** begin Data section **

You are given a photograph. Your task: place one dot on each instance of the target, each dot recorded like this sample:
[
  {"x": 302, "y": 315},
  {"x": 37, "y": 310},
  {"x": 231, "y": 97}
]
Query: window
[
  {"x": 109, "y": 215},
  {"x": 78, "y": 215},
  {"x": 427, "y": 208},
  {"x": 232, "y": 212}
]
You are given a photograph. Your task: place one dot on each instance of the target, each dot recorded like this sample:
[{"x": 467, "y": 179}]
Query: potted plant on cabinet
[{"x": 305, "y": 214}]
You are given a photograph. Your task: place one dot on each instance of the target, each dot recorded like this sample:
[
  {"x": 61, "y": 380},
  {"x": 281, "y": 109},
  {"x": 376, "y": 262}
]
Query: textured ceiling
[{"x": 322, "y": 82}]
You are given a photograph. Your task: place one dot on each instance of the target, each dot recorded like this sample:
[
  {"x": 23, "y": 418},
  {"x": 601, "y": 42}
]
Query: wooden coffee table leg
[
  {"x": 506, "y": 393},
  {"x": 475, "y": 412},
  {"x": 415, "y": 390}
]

** end Data section **

[Task details]
Convert all of the data above into a JSON list of strings, with one string per line and any blank lines omitted.

[Result below]
[
  "You are given a photograph. Your task: place one dot on each instance of the target, each dot recorded like this sample:",
  "[",
  "  {\"x\": 302, \"y\": 315},",
  "  {\"x\": 37, \"y\": 310},",
  "  {\"x\": 231, \"y\": 97}",
  "]",
  "Query: window",
  "[",
  "  {\"x\": 109, \"y\": 215},",
  "  {\"x\": 78, \"y\": 215},",
  "  {\"x\": 427, \"y\": 208},",
  "  {\"x\": 232, \"y\": 212}",
  "]",
  "You are given a photograph. Your task: place one dot on each instance of the target, each dot recorded like this sample:",
  "[{\"x\": 467, \"y\": 179}]",
  "Query: potted plant on cabinet",
  "[{\"x\": 305, \"y\": 214}]",
  "You are given a photograph. Your task: place one dot on each instance of the target, each dot recorded like this sample:",
  "[",
  "  {\"x\": 61, \"y\": 380},",
  "  {\"x\": 281, \"y\": 109},",
  "  {\"x\": 376, \"y\": 262}",
  "]",
  "Query: textured ceiling",
  "[{\"x\": 322, \"y\": 82}]",
  "You are given a photograph. Your task: place one dot on each instance of the target, each dot recorded like this sample:",
  "[",
  "  {\"x\": 23, \"y\": 418},",
  "  {\"x\": 601, \"y\": 42}",
  "]",
  "Query: wooden coffee table leg",
  "[",
  "  {\"x\": 506, \"y\": 393},",
  "  {\"x\": 475, \"y\": 412},",
  "  {\"x\": 415, \"y\": 390}",
  "]"
]